Stored data:
* * *

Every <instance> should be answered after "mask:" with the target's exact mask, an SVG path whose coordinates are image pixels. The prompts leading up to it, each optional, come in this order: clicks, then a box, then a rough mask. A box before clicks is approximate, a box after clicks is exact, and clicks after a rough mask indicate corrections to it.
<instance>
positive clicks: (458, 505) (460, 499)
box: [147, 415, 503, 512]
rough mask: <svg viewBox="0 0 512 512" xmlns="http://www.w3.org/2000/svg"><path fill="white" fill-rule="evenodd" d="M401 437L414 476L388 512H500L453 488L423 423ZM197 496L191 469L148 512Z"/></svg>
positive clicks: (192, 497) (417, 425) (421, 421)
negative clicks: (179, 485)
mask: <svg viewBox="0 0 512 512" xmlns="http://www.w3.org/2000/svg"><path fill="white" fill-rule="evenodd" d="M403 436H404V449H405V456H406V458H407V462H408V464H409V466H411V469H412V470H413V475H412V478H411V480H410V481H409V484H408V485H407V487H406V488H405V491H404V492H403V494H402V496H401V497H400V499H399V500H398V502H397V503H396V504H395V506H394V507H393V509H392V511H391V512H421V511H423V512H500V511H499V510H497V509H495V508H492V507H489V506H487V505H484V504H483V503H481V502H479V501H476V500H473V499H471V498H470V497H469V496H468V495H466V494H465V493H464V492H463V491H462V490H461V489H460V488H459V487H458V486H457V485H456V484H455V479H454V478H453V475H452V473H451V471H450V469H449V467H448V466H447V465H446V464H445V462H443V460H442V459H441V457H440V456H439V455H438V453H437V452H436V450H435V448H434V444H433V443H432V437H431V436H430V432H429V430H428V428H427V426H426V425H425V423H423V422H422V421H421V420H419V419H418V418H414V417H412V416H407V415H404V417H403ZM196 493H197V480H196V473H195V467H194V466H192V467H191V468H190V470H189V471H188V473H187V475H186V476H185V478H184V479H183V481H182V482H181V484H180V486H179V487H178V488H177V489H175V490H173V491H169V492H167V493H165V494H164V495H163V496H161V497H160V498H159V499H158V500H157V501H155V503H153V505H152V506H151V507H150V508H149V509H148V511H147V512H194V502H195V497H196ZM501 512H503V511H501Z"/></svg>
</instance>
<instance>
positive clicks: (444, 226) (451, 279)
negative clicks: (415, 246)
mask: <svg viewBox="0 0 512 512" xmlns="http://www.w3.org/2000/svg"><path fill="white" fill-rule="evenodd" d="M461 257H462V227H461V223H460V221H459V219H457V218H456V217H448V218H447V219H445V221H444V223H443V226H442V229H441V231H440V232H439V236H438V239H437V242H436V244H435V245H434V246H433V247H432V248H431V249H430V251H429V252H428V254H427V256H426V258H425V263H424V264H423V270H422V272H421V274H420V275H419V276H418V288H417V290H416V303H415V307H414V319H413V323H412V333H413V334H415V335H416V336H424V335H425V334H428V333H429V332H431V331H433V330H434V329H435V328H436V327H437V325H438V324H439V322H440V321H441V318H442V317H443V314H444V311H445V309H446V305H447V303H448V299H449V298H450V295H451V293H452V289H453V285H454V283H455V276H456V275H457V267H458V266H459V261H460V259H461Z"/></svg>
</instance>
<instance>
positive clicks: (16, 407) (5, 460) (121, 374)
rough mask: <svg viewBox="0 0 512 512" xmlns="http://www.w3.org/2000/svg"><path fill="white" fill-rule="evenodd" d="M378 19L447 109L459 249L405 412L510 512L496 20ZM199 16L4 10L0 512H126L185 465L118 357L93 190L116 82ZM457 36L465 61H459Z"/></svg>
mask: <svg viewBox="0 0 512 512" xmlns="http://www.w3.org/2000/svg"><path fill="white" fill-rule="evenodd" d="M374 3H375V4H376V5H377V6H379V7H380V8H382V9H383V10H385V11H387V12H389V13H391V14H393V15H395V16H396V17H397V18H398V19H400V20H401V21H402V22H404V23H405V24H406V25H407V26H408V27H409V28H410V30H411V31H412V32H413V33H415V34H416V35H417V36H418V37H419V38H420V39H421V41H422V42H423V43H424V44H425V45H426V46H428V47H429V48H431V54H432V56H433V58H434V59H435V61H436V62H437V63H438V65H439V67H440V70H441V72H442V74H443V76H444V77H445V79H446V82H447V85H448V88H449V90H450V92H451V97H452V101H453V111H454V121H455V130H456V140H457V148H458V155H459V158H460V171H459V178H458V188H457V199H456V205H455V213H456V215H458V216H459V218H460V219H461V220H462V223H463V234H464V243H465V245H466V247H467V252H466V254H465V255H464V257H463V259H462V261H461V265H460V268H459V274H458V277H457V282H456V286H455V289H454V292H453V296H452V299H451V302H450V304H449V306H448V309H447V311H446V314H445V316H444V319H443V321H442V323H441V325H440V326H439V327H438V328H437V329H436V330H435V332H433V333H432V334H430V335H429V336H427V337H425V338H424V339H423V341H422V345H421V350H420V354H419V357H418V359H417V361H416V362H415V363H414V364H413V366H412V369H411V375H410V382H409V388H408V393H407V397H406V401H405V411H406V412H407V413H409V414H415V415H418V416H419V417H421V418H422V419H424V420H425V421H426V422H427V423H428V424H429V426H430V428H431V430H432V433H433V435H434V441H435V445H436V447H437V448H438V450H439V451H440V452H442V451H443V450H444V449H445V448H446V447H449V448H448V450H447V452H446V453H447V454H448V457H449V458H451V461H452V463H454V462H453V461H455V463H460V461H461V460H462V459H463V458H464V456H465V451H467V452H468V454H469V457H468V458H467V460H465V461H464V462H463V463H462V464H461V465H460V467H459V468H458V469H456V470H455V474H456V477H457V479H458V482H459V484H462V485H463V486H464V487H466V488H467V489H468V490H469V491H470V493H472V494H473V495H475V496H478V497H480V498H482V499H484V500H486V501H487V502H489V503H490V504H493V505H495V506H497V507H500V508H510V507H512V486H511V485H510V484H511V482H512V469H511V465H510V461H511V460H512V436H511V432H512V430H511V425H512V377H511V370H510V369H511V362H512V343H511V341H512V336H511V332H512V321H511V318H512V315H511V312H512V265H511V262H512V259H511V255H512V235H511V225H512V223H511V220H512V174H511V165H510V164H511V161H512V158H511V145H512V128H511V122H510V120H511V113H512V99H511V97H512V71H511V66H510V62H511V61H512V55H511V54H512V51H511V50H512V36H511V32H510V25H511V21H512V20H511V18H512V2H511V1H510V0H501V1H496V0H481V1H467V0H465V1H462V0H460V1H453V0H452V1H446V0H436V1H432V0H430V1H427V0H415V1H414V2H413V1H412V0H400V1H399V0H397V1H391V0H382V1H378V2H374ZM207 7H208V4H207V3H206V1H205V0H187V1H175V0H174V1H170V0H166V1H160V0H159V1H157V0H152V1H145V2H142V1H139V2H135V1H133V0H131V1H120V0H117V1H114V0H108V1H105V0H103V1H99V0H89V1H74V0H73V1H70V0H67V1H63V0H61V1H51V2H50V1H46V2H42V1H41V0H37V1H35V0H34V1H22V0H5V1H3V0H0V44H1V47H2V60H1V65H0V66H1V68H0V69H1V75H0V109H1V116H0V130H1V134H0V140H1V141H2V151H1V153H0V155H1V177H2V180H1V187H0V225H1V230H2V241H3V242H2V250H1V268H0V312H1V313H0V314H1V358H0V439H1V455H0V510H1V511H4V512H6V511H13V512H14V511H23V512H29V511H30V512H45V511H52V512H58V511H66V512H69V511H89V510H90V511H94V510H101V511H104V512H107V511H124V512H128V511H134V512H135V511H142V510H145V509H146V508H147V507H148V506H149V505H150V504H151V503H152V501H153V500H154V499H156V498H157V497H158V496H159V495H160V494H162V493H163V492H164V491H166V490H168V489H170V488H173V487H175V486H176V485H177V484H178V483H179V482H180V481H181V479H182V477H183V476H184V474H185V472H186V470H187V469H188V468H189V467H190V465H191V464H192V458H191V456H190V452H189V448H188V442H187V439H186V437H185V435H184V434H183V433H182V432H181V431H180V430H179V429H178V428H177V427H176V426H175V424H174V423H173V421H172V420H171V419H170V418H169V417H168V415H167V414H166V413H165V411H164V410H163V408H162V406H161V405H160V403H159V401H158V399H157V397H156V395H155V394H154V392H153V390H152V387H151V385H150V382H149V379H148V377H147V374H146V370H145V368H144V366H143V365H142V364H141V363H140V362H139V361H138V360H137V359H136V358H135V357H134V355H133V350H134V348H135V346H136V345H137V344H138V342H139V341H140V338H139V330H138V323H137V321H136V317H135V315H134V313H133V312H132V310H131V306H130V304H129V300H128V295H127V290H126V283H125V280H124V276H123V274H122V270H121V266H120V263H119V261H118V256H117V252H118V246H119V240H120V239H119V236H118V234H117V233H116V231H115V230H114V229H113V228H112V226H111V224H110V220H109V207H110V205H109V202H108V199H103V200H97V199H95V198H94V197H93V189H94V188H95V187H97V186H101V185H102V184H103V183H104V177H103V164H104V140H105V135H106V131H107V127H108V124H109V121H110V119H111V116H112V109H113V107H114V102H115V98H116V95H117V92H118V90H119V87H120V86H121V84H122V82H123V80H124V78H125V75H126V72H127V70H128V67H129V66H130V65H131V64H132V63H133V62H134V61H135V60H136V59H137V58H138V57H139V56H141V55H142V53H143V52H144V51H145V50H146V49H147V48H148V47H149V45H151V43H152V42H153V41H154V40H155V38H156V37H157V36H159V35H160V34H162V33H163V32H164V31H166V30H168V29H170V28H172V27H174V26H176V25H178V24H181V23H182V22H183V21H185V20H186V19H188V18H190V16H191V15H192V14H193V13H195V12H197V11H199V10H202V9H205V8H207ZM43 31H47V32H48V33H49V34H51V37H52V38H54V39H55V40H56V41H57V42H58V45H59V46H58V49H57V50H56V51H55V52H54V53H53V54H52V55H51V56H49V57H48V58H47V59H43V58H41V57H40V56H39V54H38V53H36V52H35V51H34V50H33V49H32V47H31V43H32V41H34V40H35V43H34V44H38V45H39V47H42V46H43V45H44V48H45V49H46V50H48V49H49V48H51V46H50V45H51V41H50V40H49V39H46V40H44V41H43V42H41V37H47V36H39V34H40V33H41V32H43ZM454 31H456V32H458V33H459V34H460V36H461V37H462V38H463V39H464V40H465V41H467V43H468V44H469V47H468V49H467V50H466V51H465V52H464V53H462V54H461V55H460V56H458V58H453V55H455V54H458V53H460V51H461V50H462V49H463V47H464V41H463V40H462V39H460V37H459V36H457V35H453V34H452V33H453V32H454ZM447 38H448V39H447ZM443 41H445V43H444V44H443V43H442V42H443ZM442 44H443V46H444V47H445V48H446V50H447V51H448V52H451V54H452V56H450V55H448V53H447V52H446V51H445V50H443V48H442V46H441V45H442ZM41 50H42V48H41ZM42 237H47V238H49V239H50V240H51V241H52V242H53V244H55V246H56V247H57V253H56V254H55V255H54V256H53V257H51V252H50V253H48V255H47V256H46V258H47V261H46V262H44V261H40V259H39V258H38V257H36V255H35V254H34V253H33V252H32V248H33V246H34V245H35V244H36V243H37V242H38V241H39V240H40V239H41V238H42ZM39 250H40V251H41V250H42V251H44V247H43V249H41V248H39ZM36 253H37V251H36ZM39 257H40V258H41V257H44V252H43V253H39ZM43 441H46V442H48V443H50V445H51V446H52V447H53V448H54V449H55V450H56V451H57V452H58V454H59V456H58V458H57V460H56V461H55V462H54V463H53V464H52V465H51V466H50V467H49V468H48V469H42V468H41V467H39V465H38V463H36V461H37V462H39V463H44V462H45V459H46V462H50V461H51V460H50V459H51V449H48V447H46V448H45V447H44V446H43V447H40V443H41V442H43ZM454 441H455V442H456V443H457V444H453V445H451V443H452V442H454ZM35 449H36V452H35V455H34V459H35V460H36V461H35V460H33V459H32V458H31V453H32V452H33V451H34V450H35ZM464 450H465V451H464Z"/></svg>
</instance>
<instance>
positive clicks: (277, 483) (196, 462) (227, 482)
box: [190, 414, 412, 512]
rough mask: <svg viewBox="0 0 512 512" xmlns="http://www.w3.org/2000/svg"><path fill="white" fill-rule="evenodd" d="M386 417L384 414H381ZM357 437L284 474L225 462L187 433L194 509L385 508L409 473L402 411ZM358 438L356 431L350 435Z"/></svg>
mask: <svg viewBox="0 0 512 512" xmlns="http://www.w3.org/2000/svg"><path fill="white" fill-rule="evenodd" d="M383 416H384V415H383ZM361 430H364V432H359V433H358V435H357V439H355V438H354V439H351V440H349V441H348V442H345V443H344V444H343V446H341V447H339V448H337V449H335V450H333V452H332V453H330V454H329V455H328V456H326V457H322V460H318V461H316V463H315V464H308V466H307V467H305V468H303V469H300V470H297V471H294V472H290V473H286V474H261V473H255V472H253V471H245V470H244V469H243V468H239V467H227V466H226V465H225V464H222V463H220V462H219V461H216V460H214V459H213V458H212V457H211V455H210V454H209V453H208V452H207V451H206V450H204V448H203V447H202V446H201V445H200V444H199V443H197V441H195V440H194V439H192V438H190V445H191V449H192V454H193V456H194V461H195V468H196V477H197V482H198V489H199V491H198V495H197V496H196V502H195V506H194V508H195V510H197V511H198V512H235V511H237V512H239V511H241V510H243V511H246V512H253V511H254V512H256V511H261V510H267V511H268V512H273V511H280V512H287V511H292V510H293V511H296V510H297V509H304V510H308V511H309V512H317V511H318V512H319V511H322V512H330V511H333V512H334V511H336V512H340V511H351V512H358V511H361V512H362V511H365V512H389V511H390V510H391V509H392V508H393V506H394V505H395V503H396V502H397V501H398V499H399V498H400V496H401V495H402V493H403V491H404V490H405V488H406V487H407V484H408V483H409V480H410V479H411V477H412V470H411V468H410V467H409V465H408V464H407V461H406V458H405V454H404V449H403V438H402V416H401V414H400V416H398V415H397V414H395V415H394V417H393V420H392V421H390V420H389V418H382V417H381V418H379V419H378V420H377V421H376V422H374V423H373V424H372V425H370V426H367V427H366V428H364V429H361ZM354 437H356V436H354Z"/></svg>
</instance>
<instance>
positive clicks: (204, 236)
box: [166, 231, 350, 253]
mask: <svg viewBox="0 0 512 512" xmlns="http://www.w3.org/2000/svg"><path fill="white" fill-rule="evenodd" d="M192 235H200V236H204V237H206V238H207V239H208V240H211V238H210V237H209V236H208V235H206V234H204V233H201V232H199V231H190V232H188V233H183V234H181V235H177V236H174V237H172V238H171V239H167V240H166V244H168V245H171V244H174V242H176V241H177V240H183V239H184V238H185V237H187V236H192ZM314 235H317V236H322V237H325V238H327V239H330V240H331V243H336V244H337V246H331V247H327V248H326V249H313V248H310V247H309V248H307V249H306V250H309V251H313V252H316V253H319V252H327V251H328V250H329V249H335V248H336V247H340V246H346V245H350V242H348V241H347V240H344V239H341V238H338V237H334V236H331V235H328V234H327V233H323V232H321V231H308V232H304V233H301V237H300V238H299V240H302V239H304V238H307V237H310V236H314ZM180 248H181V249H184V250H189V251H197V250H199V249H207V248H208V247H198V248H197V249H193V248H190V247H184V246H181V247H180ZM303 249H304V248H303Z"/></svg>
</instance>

* * *

* **Problem description**
Which lines of the records hold the string "rough"? Copy each one.

* **Solution to this task**
Every <instance> should be answered after "mask:" with the target's exact mask, an SVG path whose coordinates are image pixels. The prompts leading up to it, each optional, come in this order: clicks, then a box, then a rough mask. A box before clicks is approximate, a box after clicks is exact, and clicks after a rough mask indicate corrections to it.
rough mask: <svg viewBox="0 0 512 512" xmlns="http://www.w3.org/2000/svg"><path fill="white" fill-rule="evenodd" d="M401 437L414 476L388 512H500L453 488L423 423ZM197 496L191 469L148 512Z"/></svg>
rough mask: <svg viewBox="0 0 512 512" xmlns="http://www.w3.org/2000/svg"><path fill="white" fill-rule="evenodd" d="M378 19L447 109L459 249L405 412L510 512L496 20ZM199 16L4 10L0 512H126L185 465L118 357L93 190L116 82ZM457 36L465 61H459Z"/></svg>
rough mask: <svg viewBox="0 0 512 512" xmlns="http://www.w3.org/2000/svg"><path fill="white" fill-rule="evenodd" d="M386 417L384 414H381ZM357 437L284 474L225 462L187 433L194 509L385 508L409 473L402 411ZM358 438L356 431L350 435Z"/></svg>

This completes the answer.